O manifesto passou por muitas pessoas e uma delas foi o arquiteto Alfredo Britto, que estava fazendo um projeto em parceria com o também arquiteto e ex-governador do Paraná e ex-prefeito de Curitiba, Jaime Lerner. Alfredo me disse que eles estavam realizando para o local onde se instala o 23º Batalhão da Polícia Militar um projeto para um novo parque, o Parque da Bossa Nova, sobre o qual eu já tinha ouvido falar por alto. O projeto realocaria o painel que foi feito especificamente para aquele local para alguma parte do terreno do parque. Sem fazer um juízo de valor do projeto, que tem um edifício a partir da forma de um teclado —segundo matéria da Arcoweb—, é preciso que se pense sobre o valor dessa obra de Aluísio para a qualificação daquele lugar. Se realocado, isso deveria ser feito com muito critério.

No dia 24 de julho último, aconteceu no auditório da Escola de Artes Visuais do Parque Lage um debate que tratou da "Ocupação do espaço público carioca", organizado a partir de um abaixo-assinado que solicitava das autoridades competentes "a formulação de uma política cultural com o objetivo de organizar e de criar critérios para a administração dos monumentos públicos existentes, bem como para a alocação de novos, sejam esculturas ou qualquer outro tipo de interferência". Depois da primeira reunião, uma segunda aconteceu, mas como não pude ir, não soube no que deu. Na primeira, discutiu-se muito, falou-se da cidade, da mediocridade cultural pela qual a cidade passa hoje —já tendo sido capital administrativa e cultural do país. No entanto, o tema central acabou sendo a proliferação das estátuas com homenagens diversas pela cidade, sem qualquer qualidade e pertinência artística ou urbana —do “cabeção” do Getúlio a um deformado Dorival Caymmi acenando com um violão. Isto enquanto artistas tentavam falar em nome da conservação de suas próprias obras de arte públicas.

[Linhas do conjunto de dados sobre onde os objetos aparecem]
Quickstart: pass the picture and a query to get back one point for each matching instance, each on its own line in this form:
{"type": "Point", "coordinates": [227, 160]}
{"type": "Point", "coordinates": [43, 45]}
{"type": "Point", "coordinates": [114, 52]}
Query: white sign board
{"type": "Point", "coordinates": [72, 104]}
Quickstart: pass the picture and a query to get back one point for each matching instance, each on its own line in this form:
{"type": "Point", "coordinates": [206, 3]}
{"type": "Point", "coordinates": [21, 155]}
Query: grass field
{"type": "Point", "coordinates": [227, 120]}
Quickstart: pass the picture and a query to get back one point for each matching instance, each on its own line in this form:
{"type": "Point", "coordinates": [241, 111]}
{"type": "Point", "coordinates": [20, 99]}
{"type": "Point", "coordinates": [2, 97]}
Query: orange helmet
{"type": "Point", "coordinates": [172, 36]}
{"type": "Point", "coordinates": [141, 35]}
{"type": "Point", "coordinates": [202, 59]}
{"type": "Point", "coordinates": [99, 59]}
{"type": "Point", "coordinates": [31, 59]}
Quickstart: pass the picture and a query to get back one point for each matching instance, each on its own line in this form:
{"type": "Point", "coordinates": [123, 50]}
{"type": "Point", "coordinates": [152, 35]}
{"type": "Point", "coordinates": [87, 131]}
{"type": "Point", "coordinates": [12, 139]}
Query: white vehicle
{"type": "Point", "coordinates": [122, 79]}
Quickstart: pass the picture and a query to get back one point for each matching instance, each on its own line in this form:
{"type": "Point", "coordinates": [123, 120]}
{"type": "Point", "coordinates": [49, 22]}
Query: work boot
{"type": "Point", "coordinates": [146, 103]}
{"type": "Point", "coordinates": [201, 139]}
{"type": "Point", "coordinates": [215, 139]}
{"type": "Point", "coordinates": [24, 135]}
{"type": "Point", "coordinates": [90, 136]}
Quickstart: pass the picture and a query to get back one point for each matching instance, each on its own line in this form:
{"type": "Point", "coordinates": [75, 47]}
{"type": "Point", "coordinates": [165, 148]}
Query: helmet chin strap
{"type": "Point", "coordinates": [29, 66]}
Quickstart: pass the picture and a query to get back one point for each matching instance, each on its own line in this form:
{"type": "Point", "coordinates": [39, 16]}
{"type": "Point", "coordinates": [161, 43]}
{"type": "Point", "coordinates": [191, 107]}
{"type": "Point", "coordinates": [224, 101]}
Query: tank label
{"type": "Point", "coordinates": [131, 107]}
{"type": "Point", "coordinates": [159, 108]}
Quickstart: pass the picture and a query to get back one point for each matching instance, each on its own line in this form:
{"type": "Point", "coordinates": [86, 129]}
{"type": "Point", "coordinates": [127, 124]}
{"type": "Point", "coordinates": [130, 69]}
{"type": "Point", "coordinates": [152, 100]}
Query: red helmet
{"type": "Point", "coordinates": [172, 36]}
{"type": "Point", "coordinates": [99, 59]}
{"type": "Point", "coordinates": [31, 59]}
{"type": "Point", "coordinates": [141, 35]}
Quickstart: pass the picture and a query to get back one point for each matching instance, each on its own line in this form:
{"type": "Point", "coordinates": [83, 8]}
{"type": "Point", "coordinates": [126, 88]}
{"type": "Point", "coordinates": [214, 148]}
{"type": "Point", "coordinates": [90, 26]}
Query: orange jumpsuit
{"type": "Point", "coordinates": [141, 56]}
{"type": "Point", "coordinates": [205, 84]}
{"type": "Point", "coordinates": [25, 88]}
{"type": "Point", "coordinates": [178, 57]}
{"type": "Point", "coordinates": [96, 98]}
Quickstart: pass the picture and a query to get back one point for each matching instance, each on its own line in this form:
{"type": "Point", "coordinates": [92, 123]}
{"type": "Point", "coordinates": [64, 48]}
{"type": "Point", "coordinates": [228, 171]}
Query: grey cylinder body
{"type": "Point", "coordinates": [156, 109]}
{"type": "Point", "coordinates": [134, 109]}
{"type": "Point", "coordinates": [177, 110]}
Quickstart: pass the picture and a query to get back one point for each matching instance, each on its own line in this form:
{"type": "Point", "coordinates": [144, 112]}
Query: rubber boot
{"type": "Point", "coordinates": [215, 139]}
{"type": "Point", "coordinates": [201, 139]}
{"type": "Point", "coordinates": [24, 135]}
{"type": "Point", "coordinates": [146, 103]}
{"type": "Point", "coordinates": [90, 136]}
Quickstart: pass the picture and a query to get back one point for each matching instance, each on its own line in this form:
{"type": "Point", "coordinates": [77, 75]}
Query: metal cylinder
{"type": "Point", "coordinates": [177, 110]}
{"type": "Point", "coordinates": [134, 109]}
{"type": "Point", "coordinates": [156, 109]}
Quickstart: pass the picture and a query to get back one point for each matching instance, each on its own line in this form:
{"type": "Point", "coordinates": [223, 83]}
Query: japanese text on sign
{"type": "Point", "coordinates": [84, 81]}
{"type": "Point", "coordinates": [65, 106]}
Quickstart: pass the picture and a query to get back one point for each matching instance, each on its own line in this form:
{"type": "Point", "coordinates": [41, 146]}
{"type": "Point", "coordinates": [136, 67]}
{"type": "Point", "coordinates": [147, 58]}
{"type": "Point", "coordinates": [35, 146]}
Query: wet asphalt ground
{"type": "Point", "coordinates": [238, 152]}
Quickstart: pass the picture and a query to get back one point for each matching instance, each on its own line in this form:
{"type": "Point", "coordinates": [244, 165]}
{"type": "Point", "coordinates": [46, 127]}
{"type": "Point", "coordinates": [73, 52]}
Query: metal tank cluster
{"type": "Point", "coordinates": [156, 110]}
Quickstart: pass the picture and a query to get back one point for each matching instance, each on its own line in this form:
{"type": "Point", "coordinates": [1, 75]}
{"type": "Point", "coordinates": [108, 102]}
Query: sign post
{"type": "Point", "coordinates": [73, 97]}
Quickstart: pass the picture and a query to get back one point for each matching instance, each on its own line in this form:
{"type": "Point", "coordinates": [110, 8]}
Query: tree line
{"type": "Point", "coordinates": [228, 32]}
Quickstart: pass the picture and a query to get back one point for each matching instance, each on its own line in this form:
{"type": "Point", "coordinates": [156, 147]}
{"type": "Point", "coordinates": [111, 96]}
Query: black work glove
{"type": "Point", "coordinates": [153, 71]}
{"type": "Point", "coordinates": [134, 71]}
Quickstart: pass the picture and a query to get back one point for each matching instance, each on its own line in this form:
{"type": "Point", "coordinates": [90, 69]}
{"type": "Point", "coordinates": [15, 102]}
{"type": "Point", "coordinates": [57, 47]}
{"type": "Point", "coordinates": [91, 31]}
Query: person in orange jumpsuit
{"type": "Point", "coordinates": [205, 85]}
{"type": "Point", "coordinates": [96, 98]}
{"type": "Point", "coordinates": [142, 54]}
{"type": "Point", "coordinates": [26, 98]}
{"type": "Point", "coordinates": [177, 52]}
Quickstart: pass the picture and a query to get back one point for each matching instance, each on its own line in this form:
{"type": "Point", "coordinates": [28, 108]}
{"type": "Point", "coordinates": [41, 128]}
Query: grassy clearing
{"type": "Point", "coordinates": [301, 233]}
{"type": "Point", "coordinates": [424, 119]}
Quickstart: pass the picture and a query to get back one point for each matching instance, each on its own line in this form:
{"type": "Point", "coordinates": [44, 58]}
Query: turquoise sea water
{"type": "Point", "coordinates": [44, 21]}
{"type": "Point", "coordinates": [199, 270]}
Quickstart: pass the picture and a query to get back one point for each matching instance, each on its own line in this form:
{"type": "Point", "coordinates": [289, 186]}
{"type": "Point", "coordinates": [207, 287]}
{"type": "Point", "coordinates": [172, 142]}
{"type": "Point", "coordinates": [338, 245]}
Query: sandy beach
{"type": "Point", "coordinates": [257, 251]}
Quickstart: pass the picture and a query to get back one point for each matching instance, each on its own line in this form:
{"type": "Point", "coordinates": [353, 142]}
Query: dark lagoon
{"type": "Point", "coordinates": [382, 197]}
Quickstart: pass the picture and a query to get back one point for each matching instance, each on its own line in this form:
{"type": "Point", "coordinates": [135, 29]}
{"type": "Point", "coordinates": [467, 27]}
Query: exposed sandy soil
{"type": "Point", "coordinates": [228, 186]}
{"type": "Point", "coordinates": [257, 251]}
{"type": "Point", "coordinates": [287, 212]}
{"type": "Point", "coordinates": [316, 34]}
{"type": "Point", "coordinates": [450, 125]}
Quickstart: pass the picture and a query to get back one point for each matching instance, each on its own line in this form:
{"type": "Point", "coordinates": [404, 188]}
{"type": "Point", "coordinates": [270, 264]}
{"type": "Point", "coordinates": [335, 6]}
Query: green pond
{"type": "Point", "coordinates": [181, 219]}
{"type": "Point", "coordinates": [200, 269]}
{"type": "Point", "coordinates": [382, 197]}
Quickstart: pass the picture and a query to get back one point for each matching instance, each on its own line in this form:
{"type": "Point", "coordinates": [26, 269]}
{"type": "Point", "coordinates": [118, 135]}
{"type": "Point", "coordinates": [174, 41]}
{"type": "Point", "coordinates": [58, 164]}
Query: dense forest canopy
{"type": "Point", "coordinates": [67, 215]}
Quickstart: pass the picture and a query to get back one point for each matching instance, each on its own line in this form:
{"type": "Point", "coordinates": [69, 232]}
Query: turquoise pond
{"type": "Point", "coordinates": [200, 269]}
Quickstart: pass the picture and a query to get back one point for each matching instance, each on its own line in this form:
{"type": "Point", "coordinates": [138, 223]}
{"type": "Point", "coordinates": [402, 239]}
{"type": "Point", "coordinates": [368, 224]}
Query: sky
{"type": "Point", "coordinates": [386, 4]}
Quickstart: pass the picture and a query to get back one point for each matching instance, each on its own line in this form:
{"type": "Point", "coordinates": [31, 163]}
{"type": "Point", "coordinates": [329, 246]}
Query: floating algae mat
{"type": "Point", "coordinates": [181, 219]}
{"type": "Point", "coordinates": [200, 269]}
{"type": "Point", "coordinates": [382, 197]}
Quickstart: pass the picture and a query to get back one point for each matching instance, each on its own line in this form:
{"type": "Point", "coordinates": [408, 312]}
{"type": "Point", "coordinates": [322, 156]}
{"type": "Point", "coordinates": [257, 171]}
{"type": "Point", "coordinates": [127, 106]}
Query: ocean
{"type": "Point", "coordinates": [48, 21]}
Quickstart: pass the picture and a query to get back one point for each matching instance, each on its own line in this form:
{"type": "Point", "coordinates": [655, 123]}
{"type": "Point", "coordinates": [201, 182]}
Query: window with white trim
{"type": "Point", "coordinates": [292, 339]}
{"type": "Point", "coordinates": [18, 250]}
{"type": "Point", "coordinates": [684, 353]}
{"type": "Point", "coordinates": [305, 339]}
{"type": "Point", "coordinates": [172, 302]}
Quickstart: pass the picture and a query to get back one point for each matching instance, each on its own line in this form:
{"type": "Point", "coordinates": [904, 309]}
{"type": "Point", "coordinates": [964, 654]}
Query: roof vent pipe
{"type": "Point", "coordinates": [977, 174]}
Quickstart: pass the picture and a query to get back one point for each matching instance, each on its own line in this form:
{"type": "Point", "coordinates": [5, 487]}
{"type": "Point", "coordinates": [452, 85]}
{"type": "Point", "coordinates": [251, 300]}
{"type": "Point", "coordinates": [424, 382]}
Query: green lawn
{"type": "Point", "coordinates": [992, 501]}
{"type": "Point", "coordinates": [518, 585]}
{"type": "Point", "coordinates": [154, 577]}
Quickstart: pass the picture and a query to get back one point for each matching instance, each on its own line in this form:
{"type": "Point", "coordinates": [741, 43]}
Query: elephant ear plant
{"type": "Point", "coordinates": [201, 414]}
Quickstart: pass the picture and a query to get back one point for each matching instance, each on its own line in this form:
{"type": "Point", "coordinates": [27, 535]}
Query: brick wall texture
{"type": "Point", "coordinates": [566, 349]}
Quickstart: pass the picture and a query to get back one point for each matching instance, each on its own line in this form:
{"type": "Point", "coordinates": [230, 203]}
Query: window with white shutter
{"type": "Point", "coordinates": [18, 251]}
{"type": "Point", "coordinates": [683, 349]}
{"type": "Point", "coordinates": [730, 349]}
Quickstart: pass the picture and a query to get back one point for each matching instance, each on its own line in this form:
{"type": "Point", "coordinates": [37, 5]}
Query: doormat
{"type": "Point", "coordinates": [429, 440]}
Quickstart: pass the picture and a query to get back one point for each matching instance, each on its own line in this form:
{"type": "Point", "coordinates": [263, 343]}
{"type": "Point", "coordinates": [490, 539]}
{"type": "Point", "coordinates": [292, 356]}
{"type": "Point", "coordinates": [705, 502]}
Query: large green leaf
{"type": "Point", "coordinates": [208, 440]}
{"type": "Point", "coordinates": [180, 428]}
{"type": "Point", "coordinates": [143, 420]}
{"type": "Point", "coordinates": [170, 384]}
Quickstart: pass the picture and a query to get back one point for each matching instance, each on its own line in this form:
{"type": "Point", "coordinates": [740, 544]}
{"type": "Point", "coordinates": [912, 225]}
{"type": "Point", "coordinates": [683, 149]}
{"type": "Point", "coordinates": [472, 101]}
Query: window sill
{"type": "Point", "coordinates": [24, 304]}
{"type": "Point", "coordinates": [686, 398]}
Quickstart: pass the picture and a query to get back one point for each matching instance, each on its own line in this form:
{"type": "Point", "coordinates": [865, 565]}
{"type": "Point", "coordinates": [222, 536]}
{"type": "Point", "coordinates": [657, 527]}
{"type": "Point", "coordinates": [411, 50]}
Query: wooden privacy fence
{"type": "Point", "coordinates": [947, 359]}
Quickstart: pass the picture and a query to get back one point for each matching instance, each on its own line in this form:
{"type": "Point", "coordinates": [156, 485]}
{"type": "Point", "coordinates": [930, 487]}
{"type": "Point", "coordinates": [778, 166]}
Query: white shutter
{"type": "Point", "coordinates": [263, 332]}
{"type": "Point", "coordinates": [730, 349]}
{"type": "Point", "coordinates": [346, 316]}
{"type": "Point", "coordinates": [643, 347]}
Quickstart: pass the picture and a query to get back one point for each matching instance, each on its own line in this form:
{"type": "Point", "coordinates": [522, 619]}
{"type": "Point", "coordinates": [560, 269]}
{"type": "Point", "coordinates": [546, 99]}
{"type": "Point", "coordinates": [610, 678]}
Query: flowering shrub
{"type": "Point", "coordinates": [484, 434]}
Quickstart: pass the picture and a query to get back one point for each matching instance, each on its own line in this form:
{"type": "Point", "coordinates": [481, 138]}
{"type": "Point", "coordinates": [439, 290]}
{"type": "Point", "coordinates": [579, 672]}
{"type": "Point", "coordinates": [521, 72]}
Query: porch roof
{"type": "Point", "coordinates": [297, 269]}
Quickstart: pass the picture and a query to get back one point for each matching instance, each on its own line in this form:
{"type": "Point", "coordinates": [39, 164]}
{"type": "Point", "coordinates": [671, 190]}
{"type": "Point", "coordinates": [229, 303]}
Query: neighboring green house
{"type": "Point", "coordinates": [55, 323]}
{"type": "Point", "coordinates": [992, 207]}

§ Objetivo do exercício: Reproduza o texto sobre a arte pública no Rio, desde "O manifesto passou" até "com muito critério.", incluindo essas últimas palavras. Estes dados provêm de outra fonte.

§ Resposta esperada:
O manifesto passou por muitas pessoas e uma delas foi o arquiteto Alfredo Britto, que estava fazendo um projeto em parceria com o também arquiteto e ex-governador do Paraná e ex-prefeito de Curitiba, Jaime Lerner. Alfredo me disse que eles estavam realizando para o local onde se instala o 23º Batalhão da Polícia Militar um projeto para um novo parque, o Parque da Bossa Nova, sobre o qual eu já tinha ouvido falar por alto. O projeto realocaria o painel que foi feito especificamente para aquele local para alguma parte do terreno do parque. Sem fazer um juízo de valor do projeto, que tem um edifício a partir da forma de um teclado —segundo matéria da Arcoweb—, é preciso que se pense sobre o valor dessa obra de Aluísio para a qualificação daquele lugar. Se realocado, isso deveria ser feito com muito critério.